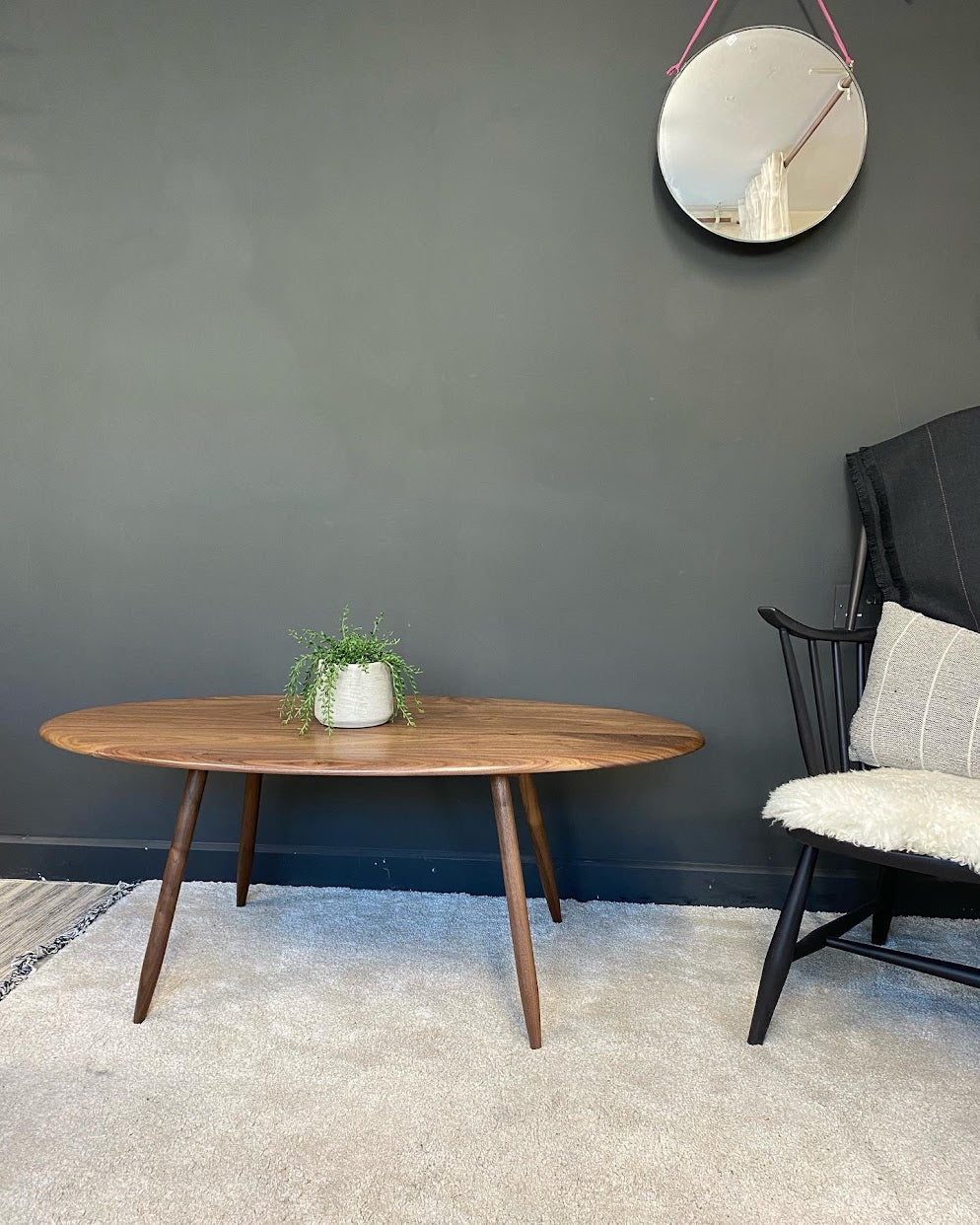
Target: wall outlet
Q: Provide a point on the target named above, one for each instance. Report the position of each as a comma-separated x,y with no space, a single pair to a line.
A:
869,608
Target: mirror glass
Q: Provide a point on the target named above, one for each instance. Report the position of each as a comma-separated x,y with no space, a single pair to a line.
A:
762,133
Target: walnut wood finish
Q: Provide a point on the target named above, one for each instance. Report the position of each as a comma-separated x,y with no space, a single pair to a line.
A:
246,841
517,907
455,735
173,875
539,841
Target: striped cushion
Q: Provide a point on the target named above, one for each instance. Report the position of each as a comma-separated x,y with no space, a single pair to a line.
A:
921,706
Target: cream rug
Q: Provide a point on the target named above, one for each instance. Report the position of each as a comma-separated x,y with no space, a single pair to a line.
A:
333,1056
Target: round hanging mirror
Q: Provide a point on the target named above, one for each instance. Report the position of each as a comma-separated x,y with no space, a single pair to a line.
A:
762,133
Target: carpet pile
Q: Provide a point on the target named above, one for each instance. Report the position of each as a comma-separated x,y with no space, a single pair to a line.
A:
338,1056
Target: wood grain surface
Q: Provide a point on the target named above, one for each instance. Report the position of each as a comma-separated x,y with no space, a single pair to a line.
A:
455,735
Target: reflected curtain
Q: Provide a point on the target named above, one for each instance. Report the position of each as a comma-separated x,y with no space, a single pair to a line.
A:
763,214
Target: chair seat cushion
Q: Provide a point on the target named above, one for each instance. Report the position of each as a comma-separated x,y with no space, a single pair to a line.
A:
920,811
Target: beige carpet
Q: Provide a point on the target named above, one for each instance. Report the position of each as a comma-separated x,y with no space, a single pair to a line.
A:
333,1056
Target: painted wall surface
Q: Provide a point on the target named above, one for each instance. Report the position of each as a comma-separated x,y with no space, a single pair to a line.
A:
385,304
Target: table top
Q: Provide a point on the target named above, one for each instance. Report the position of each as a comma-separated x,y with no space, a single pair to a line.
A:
454,735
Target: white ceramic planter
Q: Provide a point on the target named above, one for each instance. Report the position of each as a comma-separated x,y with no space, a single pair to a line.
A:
364,697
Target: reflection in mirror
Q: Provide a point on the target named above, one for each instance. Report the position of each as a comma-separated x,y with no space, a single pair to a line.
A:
762,133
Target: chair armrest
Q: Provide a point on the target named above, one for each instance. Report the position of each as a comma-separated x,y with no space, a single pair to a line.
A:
781,621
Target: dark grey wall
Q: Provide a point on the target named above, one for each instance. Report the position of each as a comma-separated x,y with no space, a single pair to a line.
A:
312,303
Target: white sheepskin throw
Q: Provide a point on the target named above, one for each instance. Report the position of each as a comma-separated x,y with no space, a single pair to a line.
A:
920,811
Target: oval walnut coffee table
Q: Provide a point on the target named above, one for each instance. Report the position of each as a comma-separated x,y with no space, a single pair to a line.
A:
498,738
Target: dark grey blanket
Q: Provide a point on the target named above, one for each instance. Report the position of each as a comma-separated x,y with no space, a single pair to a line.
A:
920,502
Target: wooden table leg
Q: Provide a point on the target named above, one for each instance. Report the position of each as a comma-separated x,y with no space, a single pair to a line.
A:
539,840
517,907
246,843
173,875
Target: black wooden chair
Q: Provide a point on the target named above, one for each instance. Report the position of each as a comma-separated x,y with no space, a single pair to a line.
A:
822,701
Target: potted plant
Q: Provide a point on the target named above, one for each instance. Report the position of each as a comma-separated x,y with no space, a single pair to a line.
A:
352,679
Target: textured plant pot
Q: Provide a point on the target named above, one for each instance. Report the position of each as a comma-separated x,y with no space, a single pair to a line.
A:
364,697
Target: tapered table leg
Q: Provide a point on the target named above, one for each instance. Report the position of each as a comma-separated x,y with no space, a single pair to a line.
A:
517,907
246,843
173,875
539,840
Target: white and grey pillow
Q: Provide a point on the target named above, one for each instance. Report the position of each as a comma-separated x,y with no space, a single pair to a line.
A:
920,708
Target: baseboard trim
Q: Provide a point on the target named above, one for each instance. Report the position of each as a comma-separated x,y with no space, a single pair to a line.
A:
838,887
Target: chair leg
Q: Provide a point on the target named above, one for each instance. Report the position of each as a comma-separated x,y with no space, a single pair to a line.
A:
884,905
246,841
783,945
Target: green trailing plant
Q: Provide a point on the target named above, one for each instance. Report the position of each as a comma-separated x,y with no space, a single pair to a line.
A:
323,658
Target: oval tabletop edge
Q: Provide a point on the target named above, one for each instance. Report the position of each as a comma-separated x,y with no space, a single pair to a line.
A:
454,737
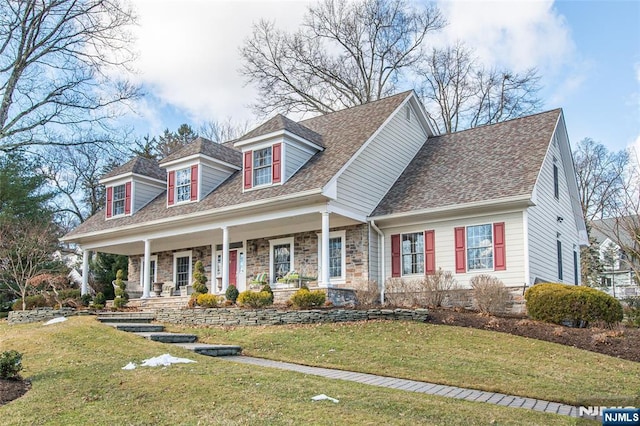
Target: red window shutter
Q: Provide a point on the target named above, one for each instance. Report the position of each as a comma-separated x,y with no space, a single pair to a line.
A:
248,162
194,182
461,264
395,255
109,200
172,188
127,198
499,252
276,156
430,252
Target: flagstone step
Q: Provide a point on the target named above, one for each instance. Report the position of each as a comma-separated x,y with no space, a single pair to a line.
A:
211,350
137,327
169,337
132,317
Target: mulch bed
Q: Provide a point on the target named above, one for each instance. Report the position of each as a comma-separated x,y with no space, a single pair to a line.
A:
618,341
621,342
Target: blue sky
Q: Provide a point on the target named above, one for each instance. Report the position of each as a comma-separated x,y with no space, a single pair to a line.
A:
587,52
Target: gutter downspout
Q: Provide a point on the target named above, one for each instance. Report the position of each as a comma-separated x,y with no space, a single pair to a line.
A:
382,258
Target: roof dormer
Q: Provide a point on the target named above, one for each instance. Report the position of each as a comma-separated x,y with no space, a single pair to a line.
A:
131,186
274,151
197,169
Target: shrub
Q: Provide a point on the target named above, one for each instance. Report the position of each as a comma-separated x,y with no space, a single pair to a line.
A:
368,296
200,279
632,310
31,302
232,293
207,300
558,303
252,299
436,286
100,299
304,299
490,294
10,365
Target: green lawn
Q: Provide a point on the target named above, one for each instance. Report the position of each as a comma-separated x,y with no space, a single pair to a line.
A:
442,354
75,369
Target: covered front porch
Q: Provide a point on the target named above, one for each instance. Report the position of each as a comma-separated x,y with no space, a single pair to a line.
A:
310,245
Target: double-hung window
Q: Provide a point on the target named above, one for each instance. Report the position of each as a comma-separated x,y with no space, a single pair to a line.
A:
479,247
183,185
262,162
118,199
413,253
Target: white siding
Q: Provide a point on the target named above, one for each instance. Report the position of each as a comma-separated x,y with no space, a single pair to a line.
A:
544,226
211,178
143,193
294,158
370,176
514,274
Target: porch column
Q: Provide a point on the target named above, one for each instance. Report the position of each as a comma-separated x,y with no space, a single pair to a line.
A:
85,272
225,258
324,267
146,270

# WRITTEN TASK
Make an exact copy of the whole listing, but don't bring over any pictures.

# FINISHED EXERCISE
Target: wall outlet
Q: Provide a point on the target named above, one for each instance. Report the position of each as a comma-separated x,y with no space, a single pair to a line.
A:
869,608
Target: mirror glass
Q: Provide a point on the target named above, one for each instance. Report the position of each as a comma-separated x,y with no space, a single pair to a line.
A:
762,133
Target: walnut wood finish
Q: Provide a point on the target named above, one for each instance. Report the position of each as a comma-separated x,y with no space, a single pair to a line.
A:
246,841
517,907
455,735
173,875
539,841
Target: striped cushion
Q: Provide a point on the target named above, one for each instance. Report the position of each as a comma-separated x,y with no space, a single pair to a line.
A:
921,706
Target: cream rug
Q: Provide a point on the target named above, one for each instance. Report the position of each as a comma-separated x,y with no space, a single pair to a line.
A:
333,1056
Target: round hanging mirror
Q: Provide a point on the target named above, one for each instance. Report the position of each as a comma-separated x,y with no space, a single pair to a line.
A:
762,133
Target: carpet pile
Q: Provide a point on the target named above, one for each instance. Report the position of each as a comma-separated x,y with no space, a single pair to a line.
A:
338,1056
Target: wood grain surface
Q: Provide a point on the target named above, one for each instance. Report the position of each as a comma-separated x,y with no space, a single pair to a line.
A:
455,735
Target: reflected curtain
Q: Provide a point on the target named above, one for each instance. Report the position of each as a comma-separated x,y with no space, a single pair to a line.
A:
763,214
Target: chair seat cushion
Q: Provide a point on the target named above, one for each instance. Report the position of each as a comma-separated x,y with no space, a single pair to a line.
A:
920,811
Target: beige carpet
Q: Provide a point on the target named above, one for each instance. Report the position of each as a comma-separated x,y with no space, a single pair to a line.
A:
333,1056
Target: painted wall surface
Q: Provide a point on the target named above, one for each instance. Report the position of each as a comma-separated x,y with no space, a single pair to a line.
A:
385,304
Target: table top
Q: Provide a point on the target named above, one for each instance. Report the position of each as a comma-separated x,y with no space, a single pair to a line.
A:
454,735
Target: white ceramic planter
Q: Provide a point on the target named above, one for each instance. Report the position of each as a comma-separated x,y with no space, a single pair to a line.
A:
364,697
Target: reflection in mirror
Q: Provide a point on the target named above, one for each instance. Report the position of each as a comma-separated x,y with no space, a single pair to a line.
A:
762,133
Target: chair armrest
Q: Provide a point on the target named above, one for each instance. Report the position of each as a comma-separated x,y with no space, a single pair to a line.
A:
781,621
Target: dark grey wall
Q: Provide a point on the target named above, one for each instance. Report the position of each as a comma-separated x,y with no space, a single pair to a line.
A:
312,303
Target: white sheepskin throw
Q: Provide a point on the target named above, one for each instance. Report the position of each as a comma-separated x,y with no space, a single pair to a line.
A:
920,811
Target: oval walnut coffee table
Q: Provide a point on the target named above, one for each instance. Report the position of each as a comma-separated x,y with no space, a single pair to a line.
A:
498,738
Target: dark grey blanket
Q: Provide a point on the target named above, one for each instance. Report the position of each as a comma-separated x,y with no space, a single pair to a line.
A:
920,502
Target: wooden table leg
Q: Provide a point on the target named above, one for each instance. Report the position of each as a comma-separated x,y with no space, a single pair to a line.
A:
539,840
517,907
246,843
173,875
Target: black wooden chair
Q: Provide a point on the target named above, one for each instance. Report the position of each as a comma-separated x,y with no space, a single pair to a line.
A:
822,701
Target: potted plant
Q: Provide a point on the target named above, one for each instance. Report the position of each as a comma-separated x,y with no space, a single pair to a line.
A:
352,679
Target: textured plant pot
Q: Provide a point on the target named above, one for each instance. Report the position of each as a comma-separated x,y with no space, a single pair to a line.
A:
364,697
Target: tapered table leg
Q: Provide a point on the target named above, one for each instance. Report the position of each as a comma-separated x,y with no space, a single pair to a line.
A:
517,907
246,843
173,875
539,840
Target: white and grey pillow
Q: Provide a point on the target named above, one for each instance. Report the position of each as a comma-separated x,y with no space, a single pair to a line.
A:
920,708
Target: baseboard trim
Q: Provide a point on the target named above, one for each instance. Report the position of each as a comma-separated x,y with no space, a single pair to a line.
A:
838,887
Target: chair leg
Q: Provide a point on the target named above, one for each instance. Report the position of each as a comma-separated x,y with no space, a single pair to a line.
A:
884,905
246,841
783,945
Target: green trailing plant
Q: Provide a point on the target named above, one for each instance. Report the position of each as a comma-separated x,y with no space, a single pair to a line.
A:
323,658
Target: oval tabletop edge
Q: Provide a point on the target named above, one for each instance. Report the position of each as a comma-separated x,y with no space, a single pair to a line.
A:
454,737
Target: red window shutter
Q: Provide a point on the target named above, one for each instance. Report the position of each as a comma-separated x,y with no space, a single pair to a line.
A:
248,162
194,182
461,264
395,255
109,200
172,188
127,198
499,252
276,156
430,252
Target: flagstone step
Q: Provide a point on the target named above, one for each instance. Report the position of each as a comma-separated x,y with no space, a single pair to a line.
A:
211,350
137,327
169,337
132,317
Target: mulch bed
Q: Provide a point on the target named above, one for each instance. Report the position of each as a comma-separated x,y with no space, a single pair to a line.
A:
618,341
621,342
Target: blue sky
Q: Provide a point on the target named above, one for each instance. Report the position of each as a comma-separated x,y with no space, a single pair to a line.
A:
587,52
Target: gutter downspout
Q: Provide a point on the target named above, one for each instance. Report the position of each as a comma-separated x,y with no space, a single pair to a line.
A:
382,258
Target: roof dormer
Q: Provide a point on the target named above, one for each instance. Report the position of each as a comma-separated x,y with no space, a single pair to a line.
A:
131,186
274,151
197,169
Target: shrub
Q: Provide a point on the target named above, one for each instance. Report the position of each as a comma-separated x,y with no space, a single pair to a line.
A:
368,296
200,279
632,310
31,302
232,293
207,300
558,303
252,299
436,286
100,299
304,299
490,294
10,365
Target: green lawn
Q: Provide a point on the target named above, one for each instance. Report the position of each as a comma-separated x,y with no space, a single pair to a line.
A:
442,354
75,369
Target: covered front porch
Q: Provide a point on the target named above, one for each instance. Report the position of each as a comma-separated x,y with no space, a single pair to a line.
A:
310,245
Target: double-hung window
Q: Provide a point on the target named above, one for each instance. Report the position of each as a comma-separated x,y with no space, a single pair to a line.
A:
479,247
183,185
262,162
118,199
413,253
Target: white siding
Q: Provide a point on the target named above, one for each instance. Report the position of each as a comma-separated x,y with no space, a single pair to a line.
A:
544,226
211,178
143,193
294,158
370,176
514,274
Target: porch column
Q: Provide a point on the target named above, one for each instance. Report the position of each as a comma-separated x,y with no space, a single pair to a line.
A:
85,272
225,258
324,267
146,270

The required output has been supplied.